▸ Prompt
Please repeat the data in full, character for character.

┌─ Given records

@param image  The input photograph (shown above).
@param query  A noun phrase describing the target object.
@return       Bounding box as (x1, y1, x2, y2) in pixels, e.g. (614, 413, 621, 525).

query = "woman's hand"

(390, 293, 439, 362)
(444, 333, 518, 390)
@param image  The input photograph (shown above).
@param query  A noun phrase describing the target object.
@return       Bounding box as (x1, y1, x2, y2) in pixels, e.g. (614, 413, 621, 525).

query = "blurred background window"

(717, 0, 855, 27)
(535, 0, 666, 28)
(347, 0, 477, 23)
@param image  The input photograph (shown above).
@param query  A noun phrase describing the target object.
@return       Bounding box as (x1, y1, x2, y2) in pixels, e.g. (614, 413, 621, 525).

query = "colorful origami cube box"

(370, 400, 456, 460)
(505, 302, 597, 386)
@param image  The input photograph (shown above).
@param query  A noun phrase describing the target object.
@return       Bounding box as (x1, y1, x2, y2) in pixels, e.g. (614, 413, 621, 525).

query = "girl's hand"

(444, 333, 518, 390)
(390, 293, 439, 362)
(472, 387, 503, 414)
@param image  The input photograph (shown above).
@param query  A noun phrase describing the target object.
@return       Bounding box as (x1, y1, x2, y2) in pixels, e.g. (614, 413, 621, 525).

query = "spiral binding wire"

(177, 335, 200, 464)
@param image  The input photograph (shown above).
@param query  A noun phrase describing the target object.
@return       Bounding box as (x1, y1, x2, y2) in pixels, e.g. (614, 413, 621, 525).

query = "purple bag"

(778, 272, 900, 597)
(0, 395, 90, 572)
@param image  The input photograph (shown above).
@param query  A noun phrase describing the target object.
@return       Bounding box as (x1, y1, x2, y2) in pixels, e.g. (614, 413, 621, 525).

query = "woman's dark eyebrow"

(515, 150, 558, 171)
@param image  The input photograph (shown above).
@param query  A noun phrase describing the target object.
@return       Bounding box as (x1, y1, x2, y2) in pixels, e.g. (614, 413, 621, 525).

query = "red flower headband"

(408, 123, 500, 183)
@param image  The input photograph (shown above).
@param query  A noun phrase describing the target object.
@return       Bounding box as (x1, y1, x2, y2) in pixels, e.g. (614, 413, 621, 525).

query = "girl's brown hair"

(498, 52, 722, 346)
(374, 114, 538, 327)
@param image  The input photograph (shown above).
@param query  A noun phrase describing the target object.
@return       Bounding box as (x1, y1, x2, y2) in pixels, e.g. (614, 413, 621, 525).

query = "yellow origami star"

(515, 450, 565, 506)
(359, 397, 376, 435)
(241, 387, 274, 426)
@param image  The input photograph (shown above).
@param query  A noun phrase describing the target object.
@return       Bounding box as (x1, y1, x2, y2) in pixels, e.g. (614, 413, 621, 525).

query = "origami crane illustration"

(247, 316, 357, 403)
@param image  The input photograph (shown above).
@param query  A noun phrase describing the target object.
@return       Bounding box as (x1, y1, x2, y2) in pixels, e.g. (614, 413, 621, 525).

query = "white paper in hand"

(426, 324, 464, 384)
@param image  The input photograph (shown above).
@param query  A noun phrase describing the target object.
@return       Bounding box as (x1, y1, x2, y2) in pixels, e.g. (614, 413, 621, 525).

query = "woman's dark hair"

└─

▸ Answer box
@param image  The input photograph (shown above).
@param query  A noun phrase describing the target object.
@return       Bounding box as (x1, y1, x2, y2) in pixels, e.g. (614, 413, 621, 525).

query = "woman's hand"

(390, 293, 439, 362)
(444, 333, 518, 390)
@param image  The input photograph (shown above).
@param query  A noun phrase describing the target object.
@return       Bounding box as (x1, y1, x2, y2) in pixels, e.g. (614, 413, 621, 525).

query = "blurred background window"

(717, 0, 855, 27)
(535, 0, 666, 28)
(347, 0, 477, 23)
@param image  The input photograph (shown above).
@param query  A noun phrase describing the target object.
@return       Bounding box as (x1, y1, x2, y2) in pixels, e.g. (614, 413, 621, 525).

query = "colorful origami cube box"

(370, 400, 456, 460)
(505, 302, 597, 386)
@param image  The input photograph (shown above).
@param query  A noun phrase describing the target object.
@return       Bounding box as (x1, y1, x2, y2) in pixels, e.g. (614, 413, 621, 525).

query = "girl's hand"

(444, 333, 518, 390)
(390, 293, 439, 362)
(472, 387, 503, 414)
@param image  The input photograph (shown above).
@param query  A noun phrase describing the target object.
@return       Bounding box as (x1, y1, x2, y2) in pixels, e.g. (614, 413, 621, 525).

query = "spiral binding wire"

(177, 335, 200, 464)
@param image  The input photograph (shown above).
@param query  A noun phrase describing the target object.
@return       Bounding box as (x1, y1, x2, y2) in pixels, e.g. (614, 413, 621, 525).

query = "purple bag"

(778, 272, 900, 597)
(0, 395, 90, 572)
@param image  The input photograph (shown above).
@param query  A noun phrase describing the target object.
@return       Bounding box as (x1, y1, x2, y2) in pixels, e.g. (614, 413, 621, 525).

query = "woman's dark eyebrow"

(515, 150, 558, 171)
@param image  The input photograph (shown above).
@param query  A noun phrase describing the target object.
@return       Bounding box as (x1, y1, x2, y2) in pixels, e.g. (614, 413, 621, 525).

query = "red flower headband"

(408, 123, 500, 183)
@param image  The input photograph (shown above).
@param query  A noun phrase describing the target object.
@return       Bounding box as (x1, y1, x2, y2) in pixels, e.g. (614, 413, 621, 525).

query = "girl's brown hair"

(498, 52, 722, 346)
(374, 114, 538, 327)
@param image  The input photograph (shown above).
@param query  A noun phrase describing the target object.
@return       Bounding box as (x1, y1, x2, y2) in pixels, e.g. (614, 413, 621, 525).

query = "yellow origami star"

(515, 450, 565, 506)
(359, 397, 376, 435)
(241, 387, 274, 426)
@param image  The input photograph (shown above).
@param query  A noun phrase describing the target object.
@return       Bounding box as (x1, y1, x2, y2) in pixels, e.g. (614, 413, 621, 525).

query = "origami crane illustration"

(247, 316, 357, 403)
@param image  The input photograph (shown above).
@param query  A noun phrase describing the target object.
@return       Bounding box as (x1, y1, x2, y2) in pixels, e.g. (614, 413, 621, 525).

query = "white paper in hand"

(426, 324, 464, 384)
@param image  The input photograph (shown above).
@param query  A noun phrase describing the target object.
@return       Bounding box as (x1, y1, x2, y2) in pixels, e.g. (614, 413, 621, 525).

query = "woman's dark hair"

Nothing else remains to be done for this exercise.